> [Exercise instructions] If a line includes "shelf", copy it out of the entries.

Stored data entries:
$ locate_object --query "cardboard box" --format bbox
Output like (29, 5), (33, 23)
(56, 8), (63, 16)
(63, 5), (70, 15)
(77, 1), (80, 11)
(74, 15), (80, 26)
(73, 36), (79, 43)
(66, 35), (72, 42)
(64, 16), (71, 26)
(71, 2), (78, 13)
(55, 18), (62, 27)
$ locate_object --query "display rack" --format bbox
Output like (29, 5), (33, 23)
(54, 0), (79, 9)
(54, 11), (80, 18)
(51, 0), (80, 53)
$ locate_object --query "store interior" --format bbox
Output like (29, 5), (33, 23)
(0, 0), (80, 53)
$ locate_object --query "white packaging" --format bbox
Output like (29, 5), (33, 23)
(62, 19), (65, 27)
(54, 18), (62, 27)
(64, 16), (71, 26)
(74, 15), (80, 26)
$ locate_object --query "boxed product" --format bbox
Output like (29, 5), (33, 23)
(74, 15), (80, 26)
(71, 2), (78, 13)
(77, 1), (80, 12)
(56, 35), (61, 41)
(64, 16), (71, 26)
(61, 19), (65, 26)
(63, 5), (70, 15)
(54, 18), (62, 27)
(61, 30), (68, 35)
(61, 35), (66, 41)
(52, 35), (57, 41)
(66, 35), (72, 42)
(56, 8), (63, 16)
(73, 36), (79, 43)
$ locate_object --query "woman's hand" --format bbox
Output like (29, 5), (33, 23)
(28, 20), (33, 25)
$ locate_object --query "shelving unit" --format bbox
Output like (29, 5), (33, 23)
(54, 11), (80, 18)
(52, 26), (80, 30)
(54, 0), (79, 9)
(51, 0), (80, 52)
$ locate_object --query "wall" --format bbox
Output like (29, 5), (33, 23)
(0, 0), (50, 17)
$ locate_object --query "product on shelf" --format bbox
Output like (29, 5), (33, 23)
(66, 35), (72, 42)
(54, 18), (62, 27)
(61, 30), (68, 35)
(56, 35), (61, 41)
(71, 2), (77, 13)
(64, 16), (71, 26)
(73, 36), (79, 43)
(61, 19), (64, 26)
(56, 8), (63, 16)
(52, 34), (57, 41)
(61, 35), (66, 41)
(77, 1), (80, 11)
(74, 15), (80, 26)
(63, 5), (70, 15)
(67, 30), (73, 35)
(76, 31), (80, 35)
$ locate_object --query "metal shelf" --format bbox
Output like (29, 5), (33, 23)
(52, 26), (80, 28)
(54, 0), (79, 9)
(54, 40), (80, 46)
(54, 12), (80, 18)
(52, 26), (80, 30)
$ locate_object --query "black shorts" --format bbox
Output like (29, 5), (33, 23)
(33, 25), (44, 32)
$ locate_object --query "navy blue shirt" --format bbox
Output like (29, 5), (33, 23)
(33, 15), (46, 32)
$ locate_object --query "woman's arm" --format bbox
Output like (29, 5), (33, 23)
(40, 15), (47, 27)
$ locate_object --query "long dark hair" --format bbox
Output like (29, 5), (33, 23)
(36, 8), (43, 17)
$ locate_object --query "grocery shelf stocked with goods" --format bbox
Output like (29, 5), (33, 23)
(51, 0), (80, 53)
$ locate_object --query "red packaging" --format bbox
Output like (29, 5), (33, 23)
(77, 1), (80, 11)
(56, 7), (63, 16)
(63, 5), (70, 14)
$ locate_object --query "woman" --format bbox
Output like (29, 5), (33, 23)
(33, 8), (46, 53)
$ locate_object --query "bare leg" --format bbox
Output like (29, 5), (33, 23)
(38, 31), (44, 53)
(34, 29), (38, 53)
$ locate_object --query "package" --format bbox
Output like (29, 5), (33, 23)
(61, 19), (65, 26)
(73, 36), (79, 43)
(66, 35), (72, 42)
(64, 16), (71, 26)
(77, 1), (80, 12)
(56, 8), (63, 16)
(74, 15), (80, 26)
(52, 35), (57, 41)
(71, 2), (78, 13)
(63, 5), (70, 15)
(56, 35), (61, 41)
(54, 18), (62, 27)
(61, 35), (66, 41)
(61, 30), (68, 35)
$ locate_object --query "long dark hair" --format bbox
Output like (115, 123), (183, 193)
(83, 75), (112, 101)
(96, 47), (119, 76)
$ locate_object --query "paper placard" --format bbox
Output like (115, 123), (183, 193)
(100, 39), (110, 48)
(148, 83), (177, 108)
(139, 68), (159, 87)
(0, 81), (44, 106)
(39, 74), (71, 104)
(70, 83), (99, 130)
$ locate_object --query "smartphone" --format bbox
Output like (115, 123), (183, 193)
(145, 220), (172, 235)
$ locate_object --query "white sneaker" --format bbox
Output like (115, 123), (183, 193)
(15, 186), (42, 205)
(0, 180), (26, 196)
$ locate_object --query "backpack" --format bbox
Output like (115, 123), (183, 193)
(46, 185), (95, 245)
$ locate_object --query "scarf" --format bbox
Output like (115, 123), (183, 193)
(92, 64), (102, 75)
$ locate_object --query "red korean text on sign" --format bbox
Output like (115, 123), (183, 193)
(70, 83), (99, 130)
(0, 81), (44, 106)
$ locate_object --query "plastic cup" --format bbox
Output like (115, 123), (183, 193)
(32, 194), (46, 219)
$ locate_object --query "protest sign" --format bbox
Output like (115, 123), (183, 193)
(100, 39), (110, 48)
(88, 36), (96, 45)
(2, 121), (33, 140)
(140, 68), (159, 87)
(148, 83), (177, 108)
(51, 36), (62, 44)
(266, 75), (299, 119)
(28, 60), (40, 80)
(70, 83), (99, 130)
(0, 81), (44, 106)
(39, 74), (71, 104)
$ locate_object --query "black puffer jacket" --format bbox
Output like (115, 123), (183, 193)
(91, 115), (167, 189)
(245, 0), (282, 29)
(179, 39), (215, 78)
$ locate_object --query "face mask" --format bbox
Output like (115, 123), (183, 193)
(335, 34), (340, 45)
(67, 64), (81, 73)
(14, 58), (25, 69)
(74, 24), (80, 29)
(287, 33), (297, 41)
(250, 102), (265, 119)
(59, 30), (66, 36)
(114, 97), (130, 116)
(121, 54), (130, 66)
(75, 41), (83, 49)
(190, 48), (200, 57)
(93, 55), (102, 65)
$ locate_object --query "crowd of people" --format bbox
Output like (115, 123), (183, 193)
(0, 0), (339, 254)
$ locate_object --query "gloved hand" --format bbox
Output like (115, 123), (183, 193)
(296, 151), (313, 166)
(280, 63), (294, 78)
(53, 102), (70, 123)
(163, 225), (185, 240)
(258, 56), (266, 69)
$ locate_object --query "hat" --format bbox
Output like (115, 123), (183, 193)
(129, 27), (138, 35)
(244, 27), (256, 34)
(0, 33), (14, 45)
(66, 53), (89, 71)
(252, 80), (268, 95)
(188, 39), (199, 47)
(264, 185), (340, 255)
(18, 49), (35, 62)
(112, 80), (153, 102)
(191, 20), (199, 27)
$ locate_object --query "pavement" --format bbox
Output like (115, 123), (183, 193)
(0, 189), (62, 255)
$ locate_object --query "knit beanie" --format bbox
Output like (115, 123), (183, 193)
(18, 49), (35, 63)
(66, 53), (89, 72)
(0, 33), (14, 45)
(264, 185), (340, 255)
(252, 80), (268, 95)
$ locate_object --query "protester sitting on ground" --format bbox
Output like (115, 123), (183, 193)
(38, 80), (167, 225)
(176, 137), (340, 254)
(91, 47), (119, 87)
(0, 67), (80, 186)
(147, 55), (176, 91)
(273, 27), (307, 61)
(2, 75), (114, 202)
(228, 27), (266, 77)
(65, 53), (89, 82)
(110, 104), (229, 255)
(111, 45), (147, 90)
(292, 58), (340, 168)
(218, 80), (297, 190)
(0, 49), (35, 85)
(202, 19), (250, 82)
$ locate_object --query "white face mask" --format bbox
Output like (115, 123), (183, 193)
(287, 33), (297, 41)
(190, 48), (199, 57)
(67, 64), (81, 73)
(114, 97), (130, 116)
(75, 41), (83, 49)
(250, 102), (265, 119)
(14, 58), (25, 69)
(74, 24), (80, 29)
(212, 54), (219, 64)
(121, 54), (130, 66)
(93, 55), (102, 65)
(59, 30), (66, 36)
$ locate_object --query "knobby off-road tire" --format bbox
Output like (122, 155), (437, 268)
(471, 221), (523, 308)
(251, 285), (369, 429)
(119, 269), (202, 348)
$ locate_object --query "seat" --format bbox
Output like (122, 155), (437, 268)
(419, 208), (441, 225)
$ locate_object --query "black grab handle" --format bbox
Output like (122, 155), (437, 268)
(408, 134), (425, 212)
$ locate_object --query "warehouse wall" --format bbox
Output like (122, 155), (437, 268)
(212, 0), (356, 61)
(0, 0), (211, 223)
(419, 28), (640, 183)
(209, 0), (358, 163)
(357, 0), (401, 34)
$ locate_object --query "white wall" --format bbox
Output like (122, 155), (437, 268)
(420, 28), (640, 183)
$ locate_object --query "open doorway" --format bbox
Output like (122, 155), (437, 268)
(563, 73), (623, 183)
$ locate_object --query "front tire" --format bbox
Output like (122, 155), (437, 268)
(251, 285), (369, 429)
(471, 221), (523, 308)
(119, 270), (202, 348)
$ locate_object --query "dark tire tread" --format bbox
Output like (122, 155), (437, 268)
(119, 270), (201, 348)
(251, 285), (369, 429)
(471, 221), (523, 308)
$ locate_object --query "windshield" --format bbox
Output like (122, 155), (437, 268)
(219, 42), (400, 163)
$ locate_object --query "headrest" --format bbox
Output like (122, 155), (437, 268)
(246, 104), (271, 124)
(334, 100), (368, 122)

> [Written response]
$ locate_object --query "product on shelf" --format bbox
$ locate_object --query "metal shelf" --format bbox
$ locate_object --query "grocery shelf stocked with goods" --format bbox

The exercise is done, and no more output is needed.